* ENUNCIATO DEL PROBLEMA
Riscrivi, per favore, i record dall'inizio fino alla riga che contiene "M 177 33 L 176", inclusa, sostituendo "sample of the layout" con "layout example" e lasciando tutto il resto invariato.

-=-=-

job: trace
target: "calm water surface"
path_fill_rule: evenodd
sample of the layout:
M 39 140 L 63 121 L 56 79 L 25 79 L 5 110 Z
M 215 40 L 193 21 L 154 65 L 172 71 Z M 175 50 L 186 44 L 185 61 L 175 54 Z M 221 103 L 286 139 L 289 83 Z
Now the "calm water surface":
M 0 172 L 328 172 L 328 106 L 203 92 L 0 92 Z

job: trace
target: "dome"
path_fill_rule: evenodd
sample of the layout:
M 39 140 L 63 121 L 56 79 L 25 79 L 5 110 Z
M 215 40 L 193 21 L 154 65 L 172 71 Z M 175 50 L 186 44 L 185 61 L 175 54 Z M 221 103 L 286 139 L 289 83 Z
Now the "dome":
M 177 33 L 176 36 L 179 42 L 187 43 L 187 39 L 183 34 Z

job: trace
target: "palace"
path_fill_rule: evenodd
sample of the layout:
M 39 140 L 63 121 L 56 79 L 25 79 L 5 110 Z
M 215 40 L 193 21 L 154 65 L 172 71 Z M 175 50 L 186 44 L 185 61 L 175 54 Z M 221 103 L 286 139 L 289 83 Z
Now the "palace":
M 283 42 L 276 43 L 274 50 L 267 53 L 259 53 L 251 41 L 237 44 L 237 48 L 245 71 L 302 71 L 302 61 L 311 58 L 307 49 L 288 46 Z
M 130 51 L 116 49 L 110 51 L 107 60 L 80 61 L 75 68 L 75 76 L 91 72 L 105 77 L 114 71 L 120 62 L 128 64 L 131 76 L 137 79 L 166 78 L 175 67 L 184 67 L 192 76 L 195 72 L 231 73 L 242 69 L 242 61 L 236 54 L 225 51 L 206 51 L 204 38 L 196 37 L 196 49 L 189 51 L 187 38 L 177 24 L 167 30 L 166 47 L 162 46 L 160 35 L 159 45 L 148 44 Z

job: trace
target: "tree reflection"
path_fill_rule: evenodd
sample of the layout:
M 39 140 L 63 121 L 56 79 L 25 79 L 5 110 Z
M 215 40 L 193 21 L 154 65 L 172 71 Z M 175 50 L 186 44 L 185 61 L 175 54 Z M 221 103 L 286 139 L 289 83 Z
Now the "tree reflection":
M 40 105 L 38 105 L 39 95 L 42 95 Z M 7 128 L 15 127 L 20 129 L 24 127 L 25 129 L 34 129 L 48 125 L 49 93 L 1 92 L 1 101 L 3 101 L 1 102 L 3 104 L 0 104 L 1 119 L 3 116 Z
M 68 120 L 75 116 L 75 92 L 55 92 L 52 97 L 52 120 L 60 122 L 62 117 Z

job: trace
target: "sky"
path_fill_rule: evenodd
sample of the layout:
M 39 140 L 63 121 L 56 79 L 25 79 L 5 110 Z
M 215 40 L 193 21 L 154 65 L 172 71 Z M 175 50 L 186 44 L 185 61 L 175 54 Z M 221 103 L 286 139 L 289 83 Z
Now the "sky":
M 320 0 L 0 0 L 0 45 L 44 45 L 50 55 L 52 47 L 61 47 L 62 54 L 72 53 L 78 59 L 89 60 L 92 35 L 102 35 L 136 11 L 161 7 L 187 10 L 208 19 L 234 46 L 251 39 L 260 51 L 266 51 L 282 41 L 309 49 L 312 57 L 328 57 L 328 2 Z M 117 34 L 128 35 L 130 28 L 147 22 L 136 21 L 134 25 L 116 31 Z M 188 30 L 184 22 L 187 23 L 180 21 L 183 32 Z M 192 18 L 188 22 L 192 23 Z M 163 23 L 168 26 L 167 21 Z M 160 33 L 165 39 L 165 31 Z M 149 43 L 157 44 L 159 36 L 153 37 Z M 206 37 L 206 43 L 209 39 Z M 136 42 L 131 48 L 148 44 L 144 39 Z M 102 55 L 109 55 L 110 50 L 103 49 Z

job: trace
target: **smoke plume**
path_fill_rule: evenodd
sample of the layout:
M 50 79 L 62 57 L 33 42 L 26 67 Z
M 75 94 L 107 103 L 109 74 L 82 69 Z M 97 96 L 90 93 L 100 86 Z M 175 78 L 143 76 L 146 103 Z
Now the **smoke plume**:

-=-=-

* RISULTATO CORRETTO
job: trace
target: "calm water surface"
path_fill_rule: evenodd
layout example:
M 39 140 L 63 121 L 56 79 L 25 79 L 5 110 Z
M 215 40 L 193 21 L 154 65 L 172 71 Z M 175 50 L 186 44 L 185 61 L 175 54 Z M 221 103 L 286 139 L 289 83 Z
Now the "calm water surface":
M 0 172 L 328 172 L 328 106 L 203 92 L 0 92 Z

job: trace
target: "dome"
path_fill_rule: evenodd
layout example:
M 39 140 L 63 121 L 56 79 L 25 79 L 5 110 Z
M 215 40 L 193 21 L 154 65 L 172 71 Z M 175 50 L 186 44 L 185 61 L 175 54 Z M 221 103 L 286 139 L 289 83 Z
Now the "dome":
M 177 33 L 176 36 L 179 42 L 187 43 L 187 39 L 183 34 Z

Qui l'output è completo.